Exercise description:
Every line containing "smartphone" should be identified and copied from the data below.

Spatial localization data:
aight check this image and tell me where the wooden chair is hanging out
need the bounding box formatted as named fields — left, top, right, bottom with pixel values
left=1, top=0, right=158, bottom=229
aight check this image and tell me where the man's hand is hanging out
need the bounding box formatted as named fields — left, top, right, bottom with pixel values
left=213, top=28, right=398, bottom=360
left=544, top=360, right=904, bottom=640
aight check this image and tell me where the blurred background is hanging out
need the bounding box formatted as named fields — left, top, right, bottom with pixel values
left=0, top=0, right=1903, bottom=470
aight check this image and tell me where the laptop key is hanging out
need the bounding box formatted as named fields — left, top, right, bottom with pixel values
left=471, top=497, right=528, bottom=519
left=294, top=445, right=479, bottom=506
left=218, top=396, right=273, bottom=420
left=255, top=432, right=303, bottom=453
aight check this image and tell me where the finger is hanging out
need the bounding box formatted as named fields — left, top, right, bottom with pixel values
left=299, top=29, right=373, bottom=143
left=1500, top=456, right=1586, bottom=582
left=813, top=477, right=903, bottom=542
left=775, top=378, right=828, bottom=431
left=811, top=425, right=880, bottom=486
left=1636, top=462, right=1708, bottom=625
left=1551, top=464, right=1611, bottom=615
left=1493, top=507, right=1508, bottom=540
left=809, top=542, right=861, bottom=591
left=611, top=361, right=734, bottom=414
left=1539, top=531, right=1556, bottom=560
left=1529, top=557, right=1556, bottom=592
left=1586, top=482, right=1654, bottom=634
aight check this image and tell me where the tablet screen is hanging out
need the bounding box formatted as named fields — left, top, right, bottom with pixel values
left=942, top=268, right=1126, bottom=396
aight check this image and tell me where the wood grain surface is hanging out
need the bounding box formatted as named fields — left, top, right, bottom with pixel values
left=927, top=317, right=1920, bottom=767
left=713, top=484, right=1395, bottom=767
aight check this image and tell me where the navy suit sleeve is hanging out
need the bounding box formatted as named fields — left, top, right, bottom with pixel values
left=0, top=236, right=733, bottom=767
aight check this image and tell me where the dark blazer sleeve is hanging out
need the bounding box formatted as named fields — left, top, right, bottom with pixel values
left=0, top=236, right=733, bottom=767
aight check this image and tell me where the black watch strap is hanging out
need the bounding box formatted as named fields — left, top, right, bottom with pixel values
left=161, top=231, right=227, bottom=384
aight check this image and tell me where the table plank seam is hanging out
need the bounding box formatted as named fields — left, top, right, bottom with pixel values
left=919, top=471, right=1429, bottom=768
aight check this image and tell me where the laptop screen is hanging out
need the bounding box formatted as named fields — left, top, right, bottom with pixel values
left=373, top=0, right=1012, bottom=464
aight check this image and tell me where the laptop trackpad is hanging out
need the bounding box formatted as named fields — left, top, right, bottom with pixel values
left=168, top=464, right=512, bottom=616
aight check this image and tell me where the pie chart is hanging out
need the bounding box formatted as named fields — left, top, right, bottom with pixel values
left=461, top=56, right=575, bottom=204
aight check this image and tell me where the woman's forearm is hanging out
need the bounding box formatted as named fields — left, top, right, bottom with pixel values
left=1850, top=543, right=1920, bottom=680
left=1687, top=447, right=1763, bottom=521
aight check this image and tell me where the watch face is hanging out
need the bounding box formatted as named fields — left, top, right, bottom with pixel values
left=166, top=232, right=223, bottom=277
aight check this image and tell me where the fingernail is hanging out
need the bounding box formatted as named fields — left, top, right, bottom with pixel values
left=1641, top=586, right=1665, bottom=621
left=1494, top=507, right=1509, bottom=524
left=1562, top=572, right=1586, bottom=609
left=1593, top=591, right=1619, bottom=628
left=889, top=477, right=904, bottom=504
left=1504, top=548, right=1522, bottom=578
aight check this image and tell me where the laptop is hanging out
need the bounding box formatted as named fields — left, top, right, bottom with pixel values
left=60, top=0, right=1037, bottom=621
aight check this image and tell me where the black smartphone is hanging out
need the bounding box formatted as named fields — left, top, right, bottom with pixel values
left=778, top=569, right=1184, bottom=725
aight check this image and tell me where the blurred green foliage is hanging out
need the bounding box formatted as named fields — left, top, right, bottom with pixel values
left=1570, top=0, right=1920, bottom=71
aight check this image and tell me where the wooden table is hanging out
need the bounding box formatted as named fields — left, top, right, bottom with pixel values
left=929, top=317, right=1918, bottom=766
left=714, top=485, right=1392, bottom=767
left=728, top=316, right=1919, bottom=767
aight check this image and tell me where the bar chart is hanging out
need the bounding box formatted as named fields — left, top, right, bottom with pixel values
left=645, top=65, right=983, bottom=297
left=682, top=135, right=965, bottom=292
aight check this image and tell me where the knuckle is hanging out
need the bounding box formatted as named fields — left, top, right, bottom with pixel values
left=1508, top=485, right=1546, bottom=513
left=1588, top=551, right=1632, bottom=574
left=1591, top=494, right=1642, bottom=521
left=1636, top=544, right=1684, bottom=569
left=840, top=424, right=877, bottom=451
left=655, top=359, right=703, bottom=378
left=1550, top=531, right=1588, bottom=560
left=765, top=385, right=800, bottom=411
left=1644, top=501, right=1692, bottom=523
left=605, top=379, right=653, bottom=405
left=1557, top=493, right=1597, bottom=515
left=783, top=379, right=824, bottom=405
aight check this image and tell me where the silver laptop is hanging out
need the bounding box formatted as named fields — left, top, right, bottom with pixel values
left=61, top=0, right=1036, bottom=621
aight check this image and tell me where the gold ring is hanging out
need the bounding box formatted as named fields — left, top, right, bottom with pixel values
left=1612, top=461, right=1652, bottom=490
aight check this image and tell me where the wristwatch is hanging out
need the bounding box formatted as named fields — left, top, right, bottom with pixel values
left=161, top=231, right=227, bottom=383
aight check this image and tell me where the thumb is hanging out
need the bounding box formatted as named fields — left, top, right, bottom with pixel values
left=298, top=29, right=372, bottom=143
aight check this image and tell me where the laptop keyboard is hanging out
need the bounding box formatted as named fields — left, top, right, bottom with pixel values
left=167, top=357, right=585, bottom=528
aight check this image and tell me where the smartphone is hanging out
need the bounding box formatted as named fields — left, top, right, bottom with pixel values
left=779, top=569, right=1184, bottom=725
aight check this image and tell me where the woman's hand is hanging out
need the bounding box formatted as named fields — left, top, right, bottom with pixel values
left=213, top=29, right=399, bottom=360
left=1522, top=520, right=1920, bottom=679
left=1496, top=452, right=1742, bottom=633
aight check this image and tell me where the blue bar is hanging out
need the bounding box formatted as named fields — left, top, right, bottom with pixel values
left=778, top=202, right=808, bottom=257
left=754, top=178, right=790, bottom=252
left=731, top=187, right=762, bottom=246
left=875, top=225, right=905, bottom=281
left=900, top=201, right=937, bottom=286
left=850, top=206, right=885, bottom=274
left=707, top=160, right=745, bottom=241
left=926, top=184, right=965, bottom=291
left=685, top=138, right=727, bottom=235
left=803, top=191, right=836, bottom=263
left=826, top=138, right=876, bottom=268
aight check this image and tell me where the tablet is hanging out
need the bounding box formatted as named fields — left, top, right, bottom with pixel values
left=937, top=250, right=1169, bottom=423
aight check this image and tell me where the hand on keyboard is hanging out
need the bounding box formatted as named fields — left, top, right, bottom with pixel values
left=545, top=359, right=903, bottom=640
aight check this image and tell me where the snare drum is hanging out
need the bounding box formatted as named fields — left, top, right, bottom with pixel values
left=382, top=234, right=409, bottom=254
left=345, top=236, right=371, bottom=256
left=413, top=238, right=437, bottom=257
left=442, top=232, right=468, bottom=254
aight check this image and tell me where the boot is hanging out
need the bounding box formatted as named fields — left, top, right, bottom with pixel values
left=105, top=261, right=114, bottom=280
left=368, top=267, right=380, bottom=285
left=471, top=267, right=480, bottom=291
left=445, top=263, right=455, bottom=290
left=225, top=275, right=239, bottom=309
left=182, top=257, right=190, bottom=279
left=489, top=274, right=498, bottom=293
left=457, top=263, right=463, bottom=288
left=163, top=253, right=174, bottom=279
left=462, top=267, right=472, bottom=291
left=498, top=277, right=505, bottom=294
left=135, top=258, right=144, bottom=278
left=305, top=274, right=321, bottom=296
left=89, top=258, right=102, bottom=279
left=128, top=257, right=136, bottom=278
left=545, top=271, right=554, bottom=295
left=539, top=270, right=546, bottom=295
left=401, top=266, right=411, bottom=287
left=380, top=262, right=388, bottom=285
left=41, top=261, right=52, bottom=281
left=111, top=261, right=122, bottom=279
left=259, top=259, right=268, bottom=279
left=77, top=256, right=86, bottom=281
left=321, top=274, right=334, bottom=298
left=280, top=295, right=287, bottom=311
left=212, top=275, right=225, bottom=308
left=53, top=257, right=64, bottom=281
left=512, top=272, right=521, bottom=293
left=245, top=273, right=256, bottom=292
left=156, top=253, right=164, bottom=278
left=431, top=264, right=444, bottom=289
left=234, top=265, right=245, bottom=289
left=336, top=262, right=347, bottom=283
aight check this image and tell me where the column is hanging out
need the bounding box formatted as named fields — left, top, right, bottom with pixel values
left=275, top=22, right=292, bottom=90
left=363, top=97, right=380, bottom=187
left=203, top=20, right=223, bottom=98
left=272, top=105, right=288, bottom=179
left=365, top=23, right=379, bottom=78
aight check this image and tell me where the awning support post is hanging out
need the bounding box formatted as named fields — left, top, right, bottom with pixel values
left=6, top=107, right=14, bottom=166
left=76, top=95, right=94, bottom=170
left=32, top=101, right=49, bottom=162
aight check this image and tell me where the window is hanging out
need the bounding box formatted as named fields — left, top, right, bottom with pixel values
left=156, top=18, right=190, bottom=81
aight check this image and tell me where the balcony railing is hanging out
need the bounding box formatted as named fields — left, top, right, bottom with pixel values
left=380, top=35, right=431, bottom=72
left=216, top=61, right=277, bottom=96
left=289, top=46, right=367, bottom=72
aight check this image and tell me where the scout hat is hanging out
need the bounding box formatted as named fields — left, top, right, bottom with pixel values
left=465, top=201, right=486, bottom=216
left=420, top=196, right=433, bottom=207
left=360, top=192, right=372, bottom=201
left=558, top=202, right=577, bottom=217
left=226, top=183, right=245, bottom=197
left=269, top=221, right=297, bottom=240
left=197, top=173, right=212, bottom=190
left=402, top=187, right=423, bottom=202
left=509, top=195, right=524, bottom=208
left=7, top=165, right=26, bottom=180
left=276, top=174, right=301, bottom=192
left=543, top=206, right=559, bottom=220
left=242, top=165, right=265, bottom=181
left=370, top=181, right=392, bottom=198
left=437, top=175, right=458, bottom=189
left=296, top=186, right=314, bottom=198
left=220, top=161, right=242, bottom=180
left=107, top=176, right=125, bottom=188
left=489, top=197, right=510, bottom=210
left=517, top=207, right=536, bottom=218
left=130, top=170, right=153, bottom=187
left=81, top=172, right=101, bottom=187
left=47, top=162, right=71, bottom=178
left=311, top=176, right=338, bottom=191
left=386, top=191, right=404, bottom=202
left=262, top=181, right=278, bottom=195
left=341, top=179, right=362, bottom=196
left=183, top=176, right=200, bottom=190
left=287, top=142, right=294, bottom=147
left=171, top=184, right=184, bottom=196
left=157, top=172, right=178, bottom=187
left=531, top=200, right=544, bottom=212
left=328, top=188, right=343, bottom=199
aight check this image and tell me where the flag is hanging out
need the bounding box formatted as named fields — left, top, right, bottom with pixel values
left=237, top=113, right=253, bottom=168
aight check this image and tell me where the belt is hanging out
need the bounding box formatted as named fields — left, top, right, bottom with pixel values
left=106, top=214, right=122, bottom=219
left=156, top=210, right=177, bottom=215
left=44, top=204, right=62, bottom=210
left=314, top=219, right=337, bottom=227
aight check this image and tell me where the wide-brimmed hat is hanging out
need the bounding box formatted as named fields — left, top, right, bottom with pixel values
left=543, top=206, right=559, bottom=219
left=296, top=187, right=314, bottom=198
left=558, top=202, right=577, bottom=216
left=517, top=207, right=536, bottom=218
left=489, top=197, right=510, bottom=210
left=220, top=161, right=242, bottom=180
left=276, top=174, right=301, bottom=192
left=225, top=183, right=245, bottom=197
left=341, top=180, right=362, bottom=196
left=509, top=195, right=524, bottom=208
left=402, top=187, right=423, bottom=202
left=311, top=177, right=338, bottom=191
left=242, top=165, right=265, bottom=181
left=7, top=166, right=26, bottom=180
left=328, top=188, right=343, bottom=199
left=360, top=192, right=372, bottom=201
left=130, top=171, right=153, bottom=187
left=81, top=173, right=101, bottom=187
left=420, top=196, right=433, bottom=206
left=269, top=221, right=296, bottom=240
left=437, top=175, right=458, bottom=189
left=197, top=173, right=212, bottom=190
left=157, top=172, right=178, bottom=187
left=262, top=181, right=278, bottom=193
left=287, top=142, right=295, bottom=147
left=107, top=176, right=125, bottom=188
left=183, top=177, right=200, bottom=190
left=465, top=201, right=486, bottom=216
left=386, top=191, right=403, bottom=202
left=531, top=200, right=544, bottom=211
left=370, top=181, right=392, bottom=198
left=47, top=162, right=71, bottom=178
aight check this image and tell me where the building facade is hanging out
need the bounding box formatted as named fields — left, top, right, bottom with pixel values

Reply:
aight check this image and tell me where the black smartphone is hanging out
aight check this image and tell me where the smartphone is hanging out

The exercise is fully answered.